▸ Task details: Print out all the records, word for word.

▸ Saved entries:
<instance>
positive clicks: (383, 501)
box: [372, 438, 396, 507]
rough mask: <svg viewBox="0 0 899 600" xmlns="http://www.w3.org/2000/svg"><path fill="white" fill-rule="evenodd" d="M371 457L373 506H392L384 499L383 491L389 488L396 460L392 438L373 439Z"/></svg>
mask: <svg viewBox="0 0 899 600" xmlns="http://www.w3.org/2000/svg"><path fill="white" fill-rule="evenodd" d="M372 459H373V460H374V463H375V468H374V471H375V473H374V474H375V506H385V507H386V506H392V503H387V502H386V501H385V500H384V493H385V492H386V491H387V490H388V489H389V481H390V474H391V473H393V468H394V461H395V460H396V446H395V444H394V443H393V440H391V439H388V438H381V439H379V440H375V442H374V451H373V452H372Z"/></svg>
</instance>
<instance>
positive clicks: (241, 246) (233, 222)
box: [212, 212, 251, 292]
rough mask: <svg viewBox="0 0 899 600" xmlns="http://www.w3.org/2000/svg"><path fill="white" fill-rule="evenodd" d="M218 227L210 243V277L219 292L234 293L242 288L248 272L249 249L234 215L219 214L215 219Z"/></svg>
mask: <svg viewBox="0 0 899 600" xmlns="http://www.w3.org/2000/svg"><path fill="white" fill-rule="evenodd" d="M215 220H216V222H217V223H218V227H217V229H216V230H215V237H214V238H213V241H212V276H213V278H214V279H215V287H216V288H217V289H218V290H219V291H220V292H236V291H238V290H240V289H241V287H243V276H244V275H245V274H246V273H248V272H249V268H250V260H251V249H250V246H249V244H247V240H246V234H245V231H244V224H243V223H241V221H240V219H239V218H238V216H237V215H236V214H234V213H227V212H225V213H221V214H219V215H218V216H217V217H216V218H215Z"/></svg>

▸ Reply to the task:
<instance>
positive clicks: (383, 501)
box: [372, 438, 396, 507]
rough mask: <svg viewBox="0 0 899 600" xmlns="http://www.w3.org/2000/svg"><path fill="white" fill-rule="evenodd" d="M371 457L373 506H392L384 499L383 491L389 488L396 460L392 438L373 439Z"/></svg>
mask: <svg viewBox="0 0 899 600" xmlns="http://www.w3.org/2000/svg"><path fill="white" fill-rule="evenodd" d="M372 459H373V460H374V463H375V468H374V471H375V473H374V474H375V506H385V507H386V506H392V503H387V502H386V501H385V500H384V493H385V492H386V491H387V490H388V489H389V481H390V474H391V473H393V468H394V461H395V460H396V446H395V444H394V443H393V440H391V439H388V438H381V439H379V440H375V442H374V451H373V452H372Z"/></svg>
</instance>
<instance>
positive clicks: (241, 246) (233, 222)
box: [212, 212, 251, 292]
rough mask: <svg viewBox="0 0 899 600" xmlns="http://www.w3.org/2000/svg"><path fill="white" fill-rule="evenodd" d="M218 227L210 243V277L219 292L234 293L242 288L248 272L249 249L234 215L219 214L215 219Z"/></svg>
mask: <svg viewBox="0 0 899 600" xmlns="http://www.w3.org/2000/svg"><path fill="white" fill-rule="evenodd" d="M215 220H216V222H217V223H218V227H217V229H216V230H215V237H214V238H213V241H212V276H213V278H214V279H215V287H216V288H217V289H218V290H219V291H220V292H236V291H238V290H240V289H241V287H243V276H244V275H245V274H246V273H248V272H249V268H250V260H251V249H250V246H249V244H247V240H246V234H245V231H244V224H243V223H241V221H240V219H239V218H238V216H237V215H236V214H234V213H227V212H225V213H221V214H219V215H218V216H217V217H216V218H215Z"/></svg>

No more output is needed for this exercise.